Task objective: Search the data below for the string "high". Extract every line that contains it.

[Saved entries]
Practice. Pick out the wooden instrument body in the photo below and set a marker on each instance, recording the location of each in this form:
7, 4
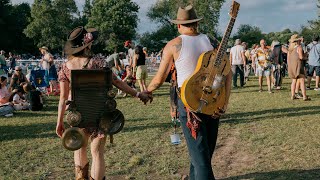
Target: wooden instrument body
206, 75
204, 91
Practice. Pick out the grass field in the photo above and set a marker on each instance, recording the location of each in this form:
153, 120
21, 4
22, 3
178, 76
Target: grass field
262, 136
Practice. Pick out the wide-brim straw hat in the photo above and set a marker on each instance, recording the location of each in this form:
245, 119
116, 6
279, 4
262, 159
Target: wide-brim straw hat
186, 15
80, 38
295, 38
44, 47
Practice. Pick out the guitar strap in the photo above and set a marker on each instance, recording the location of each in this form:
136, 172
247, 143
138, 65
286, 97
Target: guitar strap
173, 93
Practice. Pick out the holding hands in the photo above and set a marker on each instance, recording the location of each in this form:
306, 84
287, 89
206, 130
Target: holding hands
145, 96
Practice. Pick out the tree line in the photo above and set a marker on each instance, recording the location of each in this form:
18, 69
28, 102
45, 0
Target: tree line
24, 28
164, 10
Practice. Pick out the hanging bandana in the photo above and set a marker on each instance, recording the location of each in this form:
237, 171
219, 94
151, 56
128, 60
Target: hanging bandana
193, 123
87, 38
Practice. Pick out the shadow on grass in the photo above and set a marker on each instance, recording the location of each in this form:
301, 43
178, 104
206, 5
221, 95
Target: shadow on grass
285, 174
137, 119
31, 131
145, 127
245, 117
35, 114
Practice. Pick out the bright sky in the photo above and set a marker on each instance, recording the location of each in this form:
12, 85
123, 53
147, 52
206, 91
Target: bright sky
269, 15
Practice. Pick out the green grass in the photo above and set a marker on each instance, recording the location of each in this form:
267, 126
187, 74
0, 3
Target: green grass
262, 136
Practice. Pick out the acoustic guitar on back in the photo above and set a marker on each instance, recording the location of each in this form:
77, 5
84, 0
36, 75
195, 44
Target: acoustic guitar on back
204, 90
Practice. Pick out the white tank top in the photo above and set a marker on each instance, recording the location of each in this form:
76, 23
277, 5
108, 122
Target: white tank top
192, 48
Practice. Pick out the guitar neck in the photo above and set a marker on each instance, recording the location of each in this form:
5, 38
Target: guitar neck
224, 42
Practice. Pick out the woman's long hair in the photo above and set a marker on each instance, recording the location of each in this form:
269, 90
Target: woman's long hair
292, 46
2, 78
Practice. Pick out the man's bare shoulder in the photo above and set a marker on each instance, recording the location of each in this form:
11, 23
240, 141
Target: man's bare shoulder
174, 45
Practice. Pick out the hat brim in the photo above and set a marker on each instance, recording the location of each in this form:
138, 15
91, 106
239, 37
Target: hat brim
43, 49
296, 39
69, 50
175, 21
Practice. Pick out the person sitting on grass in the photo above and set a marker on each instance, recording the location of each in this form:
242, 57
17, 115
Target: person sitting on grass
17, 78
6, 108
33, 97
4, 92
17, 98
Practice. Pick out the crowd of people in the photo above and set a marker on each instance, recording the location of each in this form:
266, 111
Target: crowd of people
129, 67
20, 91
298, 60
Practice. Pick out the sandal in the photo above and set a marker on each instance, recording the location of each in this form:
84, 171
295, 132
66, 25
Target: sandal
298, 95
307, 99
293, 97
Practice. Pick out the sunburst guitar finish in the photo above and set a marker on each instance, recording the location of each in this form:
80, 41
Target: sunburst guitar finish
204, 91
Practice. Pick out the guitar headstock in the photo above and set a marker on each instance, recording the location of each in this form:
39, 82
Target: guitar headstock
234, 9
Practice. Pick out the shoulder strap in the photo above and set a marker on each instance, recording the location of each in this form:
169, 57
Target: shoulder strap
85, 66
173, 93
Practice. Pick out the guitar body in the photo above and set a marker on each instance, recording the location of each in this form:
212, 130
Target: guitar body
206, 84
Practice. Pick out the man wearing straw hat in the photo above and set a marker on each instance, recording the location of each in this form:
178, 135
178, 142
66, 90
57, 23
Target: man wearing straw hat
200, 130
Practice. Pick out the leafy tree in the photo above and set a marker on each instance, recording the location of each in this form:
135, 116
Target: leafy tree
157, 40
13, 19
165, 10
50, 22
5, 8
249, 34
20, 13
116, 21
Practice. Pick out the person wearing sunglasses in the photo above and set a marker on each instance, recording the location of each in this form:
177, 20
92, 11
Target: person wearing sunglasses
17, 78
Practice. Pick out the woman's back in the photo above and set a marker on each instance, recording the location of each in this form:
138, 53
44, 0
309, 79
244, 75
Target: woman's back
294, 64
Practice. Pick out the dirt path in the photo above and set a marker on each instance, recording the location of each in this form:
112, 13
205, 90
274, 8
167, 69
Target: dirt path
230, 158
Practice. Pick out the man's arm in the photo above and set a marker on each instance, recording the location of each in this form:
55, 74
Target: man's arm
243, 58
165, 64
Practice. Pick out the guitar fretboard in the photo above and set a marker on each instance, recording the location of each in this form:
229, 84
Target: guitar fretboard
224, 42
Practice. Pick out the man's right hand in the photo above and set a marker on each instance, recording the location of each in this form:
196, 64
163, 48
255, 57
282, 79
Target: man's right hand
60, 129
145, 96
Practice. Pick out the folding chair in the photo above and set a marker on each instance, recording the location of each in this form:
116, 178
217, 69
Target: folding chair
37, 79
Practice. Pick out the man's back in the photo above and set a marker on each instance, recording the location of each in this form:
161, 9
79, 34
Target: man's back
186, 59
314, 54
236, 53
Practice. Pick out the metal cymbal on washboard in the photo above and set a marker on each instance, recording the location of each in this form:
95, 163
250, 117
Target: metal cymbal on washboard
73, 139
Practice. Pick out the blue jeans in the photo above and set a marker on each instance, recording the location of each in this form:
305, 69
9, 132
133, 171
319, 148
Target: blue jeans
200, 149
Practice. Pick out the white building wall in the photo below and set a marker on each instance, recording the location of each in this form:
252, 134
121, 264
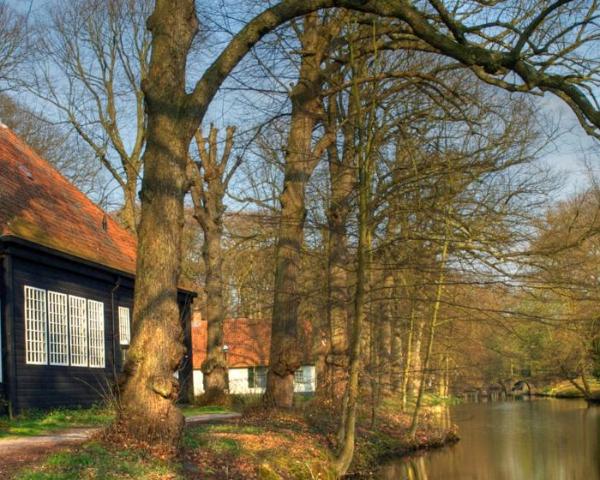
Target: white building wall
238, 382
309, 378
198, 380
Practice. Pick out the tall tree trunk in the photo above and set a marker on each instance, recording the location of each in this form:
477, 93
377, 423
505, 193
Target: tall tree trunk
209, 181
129, 212
348, 426
408, 359
300, 162
341, 175
147, 409
415, 378
430, 337
386, 335
214, 368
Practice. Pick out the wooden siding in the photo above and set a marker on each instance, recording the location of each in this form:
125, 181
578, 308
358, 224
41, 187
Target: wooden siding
43, 386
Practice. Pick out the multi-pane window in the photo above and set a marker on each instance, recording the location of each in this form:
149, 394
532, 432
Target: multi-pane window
78, 331
36, 339
257, 377
63, 329
124, 326
96, 333
58, 323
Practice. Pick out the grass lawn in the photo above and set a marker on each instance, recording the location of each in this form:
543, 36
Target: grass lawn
38, 422
95, 460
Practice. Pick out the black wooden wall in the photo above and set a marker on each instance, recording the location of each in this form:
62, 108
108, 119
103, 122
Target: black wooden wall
45, 386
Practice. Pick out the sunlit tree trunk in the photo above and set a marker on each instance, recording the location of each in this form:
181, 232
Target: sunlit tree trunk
147, 402
431, 334
210, 178
300, 161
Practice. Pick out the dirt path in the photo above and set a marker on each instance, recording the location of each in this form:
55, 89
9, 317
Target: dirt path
18, 452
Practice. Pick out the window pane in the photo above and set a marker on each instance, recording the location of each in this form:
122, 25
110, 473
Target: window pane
124, 326
261, 377
36, 345
78, 331
58, 328
96, 333
250, 377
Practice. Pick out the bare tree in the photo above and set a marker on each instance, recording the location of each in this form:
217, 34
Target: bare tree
93, 56
210, 178
59, 146
174, 115
13, 47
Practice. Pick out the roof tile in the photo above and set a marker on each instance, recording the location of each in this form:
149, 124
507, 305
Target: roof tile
38, 204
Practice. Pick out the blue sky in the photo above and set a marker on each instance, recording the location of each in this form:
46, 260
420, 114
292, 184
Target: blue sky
567, 154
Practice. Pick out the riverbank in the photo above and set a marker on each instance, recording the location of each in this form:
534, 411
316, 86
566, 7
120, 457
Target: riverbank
566, 389
260, 445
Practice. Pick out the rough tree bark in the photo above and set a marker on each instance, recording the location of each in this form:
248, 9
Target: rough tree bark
342, 181
300, 161
147, 409
209, 181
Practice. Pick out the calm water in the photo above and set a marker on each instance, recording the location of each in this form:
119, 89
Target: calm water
542, 439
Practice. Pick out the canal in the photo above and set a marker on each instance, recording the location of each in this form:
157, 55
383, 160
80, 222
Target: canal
538, 439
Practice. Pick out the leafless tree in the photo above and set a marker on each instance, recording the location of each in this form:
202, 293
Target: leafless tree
92, 59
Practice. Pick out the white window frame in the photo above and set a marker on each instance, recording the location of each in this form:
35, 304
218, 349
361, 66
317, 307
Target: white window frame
299, 376
78, 331
36, 326
97, 357
1, 316
58, 328
124, 326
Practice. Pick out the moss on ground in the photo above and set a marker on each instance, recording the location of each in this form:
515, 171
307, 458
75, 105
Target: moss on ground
293, 445
96, 460
38, 422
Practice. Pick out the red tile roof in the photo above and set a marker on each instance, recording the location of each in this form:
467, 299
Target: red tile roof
38, 204
248, 341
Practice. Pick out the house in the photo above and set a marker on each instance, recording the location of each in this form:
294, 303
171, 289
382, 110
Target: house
66, 287
246, 345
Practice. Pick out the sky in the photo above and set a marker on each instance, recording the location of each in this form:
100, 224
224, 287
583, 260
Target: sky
566, 155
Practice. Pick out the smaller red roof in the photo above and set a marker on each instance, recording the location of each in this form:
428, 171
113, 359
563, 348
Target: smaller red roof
38, 204
248, 341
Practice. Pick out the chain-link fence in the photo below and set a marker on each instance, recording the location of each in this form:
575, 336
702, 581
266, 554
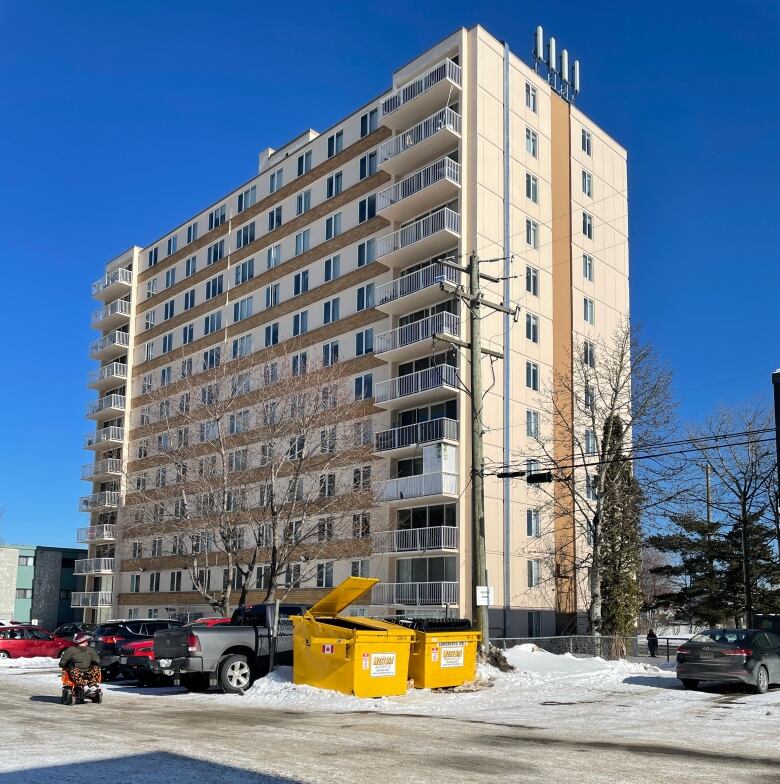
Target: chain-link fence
605, 647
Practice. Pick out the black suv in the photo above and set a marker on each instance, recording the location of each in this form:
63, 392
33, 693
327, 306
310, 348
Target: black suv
108, 637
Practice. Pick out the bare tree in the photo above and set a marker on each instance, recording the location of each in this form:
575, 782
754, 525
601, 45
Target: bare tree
249, 467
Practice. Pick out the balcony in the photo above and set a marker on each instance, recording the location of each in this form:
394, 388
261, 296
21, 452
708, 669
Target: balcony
99, 502
437, 183
435, 488
435, 136
90, 599
94, 566
424, 386
403, 441
415, 593
114, 315
108, 406
107, 376
416, 540
402, 343
106, 438
414, 291
112, 345
422, 96
115, 284
101, 470
96, 534
422, 239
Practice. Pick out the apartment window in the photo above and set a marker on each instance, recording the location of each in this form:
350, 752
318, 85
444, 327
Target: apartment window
301, 282
333, 185
303, 202
332, 268
247, 199
245, 235
587, 225
533, 523
531, 143
532, 327
330, 311
366, 208
530, 97
369, 122
532, 233
364, 342
367, 165
589, 310
587, 267
532, 376
242, 309
532, 188
333, 226
301, 242
532, 423
216, 217
586, 142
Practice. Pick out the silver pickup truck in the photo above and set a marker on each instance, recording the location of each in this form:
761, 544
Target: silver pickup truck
230, 656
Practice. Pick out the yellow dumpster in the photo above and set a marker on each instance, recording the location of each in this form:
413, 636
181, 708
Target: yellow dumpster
357, 656
444, 652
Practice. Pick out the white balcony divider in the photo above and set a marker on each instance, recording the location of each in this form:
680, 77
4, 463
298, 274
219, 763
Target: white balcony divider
423, 329
419, 486
97, 533
415, 593
421, 433
104, 403
442, 219
444, 118
120, 275
413, 539
444, 70
118, 306
412, 384
443, 169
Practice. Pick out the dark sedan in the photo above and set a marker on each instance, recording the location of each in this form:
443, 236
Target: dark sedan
749, 656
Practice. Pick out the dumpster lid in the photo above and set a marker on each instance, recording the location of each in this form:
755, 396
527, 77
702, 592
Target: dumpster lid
343, 595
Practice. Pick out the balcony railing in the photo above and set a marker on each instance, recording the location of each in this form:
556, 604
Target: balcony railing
419, 486
105, 403
428, 276
421, 433
415, 593
120, 275
441, 220
424, 329
110, 465
447, 69
108, 499
414, 383
443, 169
111, 433
96, 533
90, 599
94, 566
443, 119
414, 539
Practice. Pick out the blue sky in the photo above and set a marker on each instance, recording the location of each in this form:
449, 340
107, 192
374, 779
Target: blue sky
123, 119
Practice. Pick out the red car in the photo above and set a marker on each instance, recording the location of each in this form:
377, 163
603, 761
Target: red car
27, 640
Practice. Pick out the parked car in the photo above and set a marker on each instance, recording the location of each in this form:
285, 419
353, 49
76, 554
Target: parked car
108, 637
230, 656
750, 656
23, 640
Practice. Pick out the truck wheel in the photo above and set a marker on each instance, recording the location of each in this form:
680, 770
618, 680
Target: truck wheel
235, 674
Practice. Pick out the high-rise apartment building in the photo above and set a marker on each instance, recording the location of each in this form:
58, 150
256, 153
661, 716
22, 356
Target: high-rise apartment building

Written solution:
Practice. Pick out the high-rise apartment building in the photo above and set a marker on each instance, recording the location of each in this form:
Target: high-rise apartment building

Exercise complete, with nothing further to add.